**Problem statement**.
Exact repetition of the whole listing is what this exercise asks for.

**Source information**.
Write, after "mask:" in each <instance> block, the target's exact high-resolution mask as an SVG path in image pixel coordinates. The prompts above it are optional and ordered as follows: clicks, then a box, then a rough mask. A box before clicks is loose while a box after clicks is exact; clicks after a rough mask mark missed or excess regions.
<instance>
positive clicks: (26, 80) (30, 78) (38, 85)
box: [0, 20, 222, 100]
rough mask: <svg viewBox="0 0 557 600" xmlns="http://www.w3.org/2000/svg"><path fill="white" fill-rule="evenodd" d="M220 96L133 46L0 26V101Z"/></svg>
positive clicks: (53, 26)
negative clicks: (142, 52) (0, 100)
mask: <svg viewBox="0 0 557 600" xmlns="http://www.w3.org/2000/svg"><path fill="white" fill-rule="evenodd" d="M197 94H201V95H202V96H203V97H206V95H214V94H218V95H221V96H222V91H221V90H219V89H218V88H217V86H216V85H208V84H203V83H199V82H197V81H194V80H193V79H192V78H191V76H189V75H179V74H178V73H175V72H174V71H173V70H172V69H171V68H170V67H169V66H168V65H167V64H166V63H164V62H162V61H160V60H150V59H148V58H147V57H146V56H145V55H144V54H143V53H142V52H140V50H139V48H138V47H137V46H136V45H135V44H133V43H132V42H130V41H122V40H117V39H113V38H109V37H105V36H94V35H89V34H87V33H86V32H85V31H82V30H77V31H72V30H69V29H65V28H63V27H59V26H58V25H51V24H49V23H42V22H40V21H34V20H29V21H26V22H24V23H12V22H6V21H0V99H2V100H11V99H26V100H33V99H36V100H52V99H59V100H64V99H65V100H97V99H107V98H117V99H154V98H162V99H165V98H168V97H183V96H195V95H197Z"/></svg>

**Result**.
Write, after "mask:" in each <instance> block, the target's exact high-resolution mask as an SVG path in image pixel coordinates. The prompts above it are optional and ordered as follows: clicks, then a box, then a rough mask. A box before clicks is loose while a box after clicks is exact; clicks after a rough mask mark missed or excess regions.
<instance>
positive clicks: (26, 80) (30, 78) (38, 85)
box: [0, 20, 222, 100]
rough mask: <svg viewBox="0 0 557 600" xmlns="http://www.w3.org/2000/svg"><path fill="white" fill-rule="evenodd" d="M220 96L133 46L0 26V101Z"/></svg>
positive clicks: (53, 26)
negative clicks: (142, 52) (0, 100)
mask: <svg viewBox="0 0 557 600" xmlns="http://www.w3.org/2000/svg"><path fill="white" fill-rule="evenodd" d="M197 94H201V95H202V96H203V97H206V95H214V94H218V95H221V96H222V91H221V90H219V89H218V88H217V86H216V85H208V84H203V83H199V82H197V81H194V80H193V79H192V78H191V76H189V75H179V74H178V73H175V72H174V71H173V70H172V69H171V68H170V67H169V66H168V65H167V64H166V63H164V62H162V61H160V60H150V59H148V58H147V57H146V56H145V55H144V54H143V53H142V52H140V50H139V48H138V47H137V46H136V45H135V44H133V43H132V42H130V41H122V40H117V39H113V38H109V37H105V36H94V35H89V34H87V33H86V32H85V31H82V30H77V31H72V30H69V29H65V28H63V27H59V26H58V25H51V24H49V23H42V22H40V21H34V20H29V21H26V22H24V23H12V22H6V21H0V99H2V100H11V99H26V100H33V99H36V100H52V99H59V100H64V99H65V100H97V99H107V98H117V99H154V98H162V99H165V98H168V97H183V96H195V95H197Z"/></svg>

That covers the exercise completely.